→ **Activity**: Pull each line holding the word "shirt" from the data.

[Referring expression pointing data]
++++++++

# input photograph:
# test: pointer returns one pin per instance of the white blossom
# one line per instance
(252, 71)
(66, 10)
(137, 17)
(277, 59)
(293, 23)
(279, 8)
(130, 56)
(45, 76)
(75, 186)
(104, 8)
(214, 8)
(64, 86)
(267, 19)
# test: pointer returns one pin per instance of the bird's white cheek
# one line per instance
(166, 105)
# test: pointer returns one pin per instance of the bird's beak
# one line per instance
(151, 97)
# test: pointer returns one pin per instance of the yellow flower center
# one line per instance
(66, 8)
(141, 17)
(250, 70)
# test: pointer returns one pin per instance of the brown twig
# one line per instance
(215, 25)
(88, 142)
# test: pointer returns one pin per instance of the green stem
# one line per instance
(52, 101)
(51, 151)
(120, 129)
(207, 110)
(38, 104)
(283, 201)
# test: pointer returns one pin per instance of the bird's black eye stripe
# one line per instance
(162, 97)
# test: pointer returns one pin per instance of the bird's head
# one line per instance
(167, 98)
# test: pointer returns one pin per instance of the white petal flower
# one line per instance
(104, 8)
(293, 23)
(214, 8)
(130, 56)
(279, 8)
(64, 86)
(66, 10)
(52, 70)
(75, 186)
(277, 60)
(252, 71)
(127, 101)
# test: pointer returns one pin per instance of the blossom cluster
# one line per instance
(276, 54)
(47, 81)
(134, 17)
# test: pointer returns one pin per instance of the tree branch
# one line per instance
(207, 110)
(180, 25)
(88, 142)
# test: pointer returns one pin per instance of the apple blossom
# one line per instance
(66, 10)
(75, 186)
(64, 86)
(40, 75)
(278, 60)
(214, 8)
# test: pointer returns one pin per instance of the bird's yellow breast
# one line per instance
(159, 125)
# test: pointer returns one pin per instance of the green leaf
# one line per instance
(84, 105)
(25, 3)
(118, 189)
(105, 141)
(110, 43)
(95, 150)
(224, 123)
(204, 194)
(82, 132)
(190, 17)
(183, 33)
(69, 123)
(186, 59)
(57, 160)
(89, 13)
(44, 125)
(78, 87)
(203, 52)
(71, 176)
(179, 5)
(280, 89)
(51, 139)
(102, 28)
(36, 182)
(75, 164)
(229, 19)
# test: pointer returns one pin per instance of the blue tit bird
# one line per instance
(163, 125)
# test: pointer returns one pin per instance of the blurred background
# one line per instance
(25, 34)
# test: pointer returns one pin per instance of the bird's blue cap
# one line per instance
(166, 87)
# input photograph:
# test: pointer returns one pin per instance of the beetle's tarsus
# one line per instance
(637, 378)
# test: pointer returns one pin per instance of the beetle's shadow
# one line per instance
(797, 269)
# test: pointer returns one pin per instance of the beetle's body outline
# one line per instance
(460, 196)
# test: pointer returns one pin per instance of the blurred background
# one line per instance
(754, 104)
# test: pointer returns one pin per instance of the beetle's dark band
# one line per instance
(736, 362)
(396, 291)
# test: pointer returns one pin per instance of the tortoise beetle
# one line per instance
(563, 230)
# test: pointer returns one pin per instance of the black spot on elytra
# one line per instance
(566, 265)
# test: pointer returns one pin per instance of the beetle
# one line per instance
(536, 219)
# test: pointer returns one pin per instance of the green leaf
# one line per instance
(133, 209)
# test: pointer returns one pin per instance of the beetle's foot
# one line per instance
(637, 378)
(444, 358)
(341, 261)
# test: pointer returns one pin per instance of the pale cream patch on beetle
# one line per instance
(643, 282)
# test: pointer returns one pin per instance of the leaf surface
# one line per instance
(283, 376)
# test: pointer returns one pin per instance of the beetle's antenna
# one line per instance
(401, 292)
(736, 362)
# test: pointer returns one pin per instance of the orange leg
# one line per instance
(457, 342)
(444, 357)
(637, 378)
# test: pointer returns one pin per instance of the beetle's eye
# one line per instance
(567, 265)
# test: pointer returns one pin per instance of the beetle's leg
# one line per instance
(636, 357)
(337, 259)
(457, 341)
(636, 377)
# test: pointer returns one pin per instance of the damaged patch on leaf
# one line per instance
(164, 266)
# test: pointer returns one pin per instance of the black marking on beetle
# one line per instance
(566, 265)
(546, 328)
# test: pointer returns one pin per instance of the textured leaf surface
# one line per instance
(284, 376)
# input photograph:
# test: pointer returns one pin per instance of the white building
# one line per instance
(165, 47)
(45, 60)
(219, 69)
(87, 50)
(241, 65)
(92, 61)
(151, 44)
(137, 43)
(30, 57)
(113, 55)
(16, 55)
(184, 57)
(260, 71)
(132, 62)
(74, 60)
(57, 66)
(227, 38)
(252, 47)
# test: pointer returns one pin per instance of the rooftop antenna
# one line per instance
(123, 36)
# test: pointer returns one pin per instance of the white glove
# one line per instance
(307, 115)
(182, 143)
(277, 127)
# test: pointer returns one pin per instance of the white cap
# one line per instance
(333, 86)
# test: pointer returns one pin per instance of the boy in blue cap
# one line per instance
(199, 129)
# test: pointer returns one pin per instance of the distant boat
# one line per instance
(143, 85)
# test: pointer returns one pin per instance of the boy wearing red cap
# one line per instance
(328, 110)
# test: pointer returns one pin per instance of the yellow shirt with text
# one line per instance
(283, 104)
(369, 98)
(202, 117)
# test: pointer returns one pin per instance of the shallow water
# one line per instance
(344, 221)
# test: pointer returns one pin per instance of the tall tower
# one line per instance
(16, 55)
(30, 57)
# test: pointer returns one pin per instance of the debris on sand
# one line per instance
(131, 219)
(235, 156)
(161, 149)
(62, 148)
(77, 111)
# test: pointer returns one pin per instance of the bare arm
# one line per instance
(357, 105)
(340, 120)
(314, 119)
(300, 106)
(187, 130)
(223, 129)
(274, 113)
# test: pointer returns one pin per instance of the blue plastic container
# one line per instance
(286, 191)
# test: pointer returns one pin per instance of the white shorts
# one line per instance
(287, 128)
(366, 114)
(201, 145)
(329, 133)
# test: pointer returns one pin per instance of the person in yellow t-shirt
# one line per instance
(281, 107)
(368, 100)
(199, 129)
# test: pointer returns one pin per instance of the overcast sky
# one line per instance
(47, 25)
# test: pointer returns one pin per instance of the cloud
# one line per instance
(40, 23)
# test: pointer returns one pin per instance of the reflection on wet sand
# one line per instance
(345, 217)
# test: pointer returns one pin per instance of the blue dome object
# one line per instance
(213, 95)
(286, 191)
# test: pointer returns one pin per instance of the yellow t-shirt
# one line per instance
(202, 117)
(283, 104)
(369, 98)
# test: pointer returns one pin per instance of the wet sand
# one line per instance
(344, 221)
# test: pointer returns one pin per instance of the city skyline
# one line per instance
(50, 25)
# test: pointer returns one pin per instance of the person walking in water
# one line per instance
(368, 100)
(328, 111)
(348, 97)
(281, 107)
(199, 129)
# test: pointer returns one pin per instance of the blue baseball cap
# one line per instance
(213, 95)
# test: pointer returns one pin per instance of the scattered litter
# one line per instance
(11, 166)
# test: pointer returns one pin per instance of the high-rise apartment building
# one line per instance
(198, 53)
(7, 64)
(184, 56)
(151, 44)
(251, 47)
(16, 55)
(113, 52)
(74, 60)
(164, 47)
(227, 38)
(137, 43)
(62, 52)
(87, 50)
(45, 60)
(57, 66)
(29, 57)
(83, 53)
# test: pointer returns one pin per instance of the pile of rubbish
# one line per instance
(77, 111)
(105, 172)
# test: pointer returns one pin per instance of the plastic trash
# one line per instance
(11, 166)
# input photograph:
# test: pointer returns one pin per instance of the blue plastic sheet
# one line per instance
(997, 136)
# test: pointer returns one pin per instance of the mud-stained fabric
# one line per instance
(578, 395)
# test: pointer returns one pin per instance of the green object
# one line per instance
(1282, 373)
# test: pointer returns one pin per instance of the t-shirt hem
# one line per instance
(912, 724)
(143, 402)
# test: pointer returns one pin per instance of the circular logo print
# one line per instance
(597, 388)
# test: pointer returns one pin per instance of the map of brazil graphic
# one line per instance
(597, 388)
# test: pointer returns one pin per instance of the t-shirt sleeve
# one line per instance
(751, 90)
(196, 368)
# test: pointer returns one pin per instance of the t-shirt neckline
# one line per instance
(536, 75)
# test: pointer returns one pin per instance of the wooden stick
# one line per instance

++++++++

→ **Solution**:
# test: pointer returns one pin per instance of the yellow shirt with text
# test: pointer returns one pin per instance of the person in yellow t-shirt
# test: pointer returns one pin per instance of the yellow t-shirt
# test: pointer returns one pin per instance of the t-shirt hem
# test: pointer returns one pin per instance of the t-shirt sleeve
# test: pointer returns one pin per instance of the t-shirt neckline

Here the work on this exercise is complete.